- [Goal of the exercise] Retype word for word the part of the song article below between "Yuna singles chronology" and "pianist Rodney Franklin.", inclusive.

* start Passage given *

Single by Yuna

from the album Rouge
- Released: 22 August 2019
- Genre: Pop
- Length: 3:37
- Label: Verve Forecast Records, UMG Recordings
- Songwriters: Yunalis Zarai, Alexandra Govere, Robin Hannibal
- Producer: Robin Hannibal

Yuna singles chronology
| "Pink Youth" (2019) | "(Not) The Love of My Life" (2019) | "Castaway" (2019) |

Music video
- "(Not) The Love of My Life" on YouTube

= (Not) The Love of My Life =

"(Not) The Love of My Life" is a song by Malaysian singer-songwriter Yuna, released as the fourth single from her fourth international album (her seventh overall), Rouge. The song was co-written by Yuna, Alexandra Govere and Robin Hannibal and released on August 22, 2019 by Verve Forecast Records. It samples the 1981 song, "Mensaje De Dios (Message from God)" by jazz pianist Rodney Franklin.

==Music video==

""(Not) The Love Of My Life" tells a story of a bride in the midst of getting ready for her wedding but is second guessing her decision to settle down. I went back to Malaysia and wanted to collaborate again with my friend and traditional Indian choreographer Harshini Sukumaran whom I've worked with in the "Forevermore" music video.

* end Passage given *
* start Recorded data *

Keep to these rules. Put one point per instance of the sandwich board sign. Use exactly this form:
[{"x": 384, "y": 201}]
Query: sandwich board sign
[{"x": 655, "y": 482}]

* end Recorded data *

- [Result of the exercise]
Yuna singles chronology
| "Pink Youth" (2019) | "(Not) The Love of My Life" (2019) | "Castaway" (2019) |

Music video
- "(Not) The Love of My Life" on YouTube

= (Not) The Love of My Life =

"(Not) The Love of My Life" is a song by Malaysian singer-songwriter Yuna, released as the fourth single from her fourth international album (her seventh overall), Rouge. The song was co-written by Yuna, Alexandra Govere and Robin Hannibal and released on August 22, 2019 by Verve Forecast Records. It samples the 1981 song, "Mensaje De Dios (Message from God)" by jazz pianist Rodney Franklin.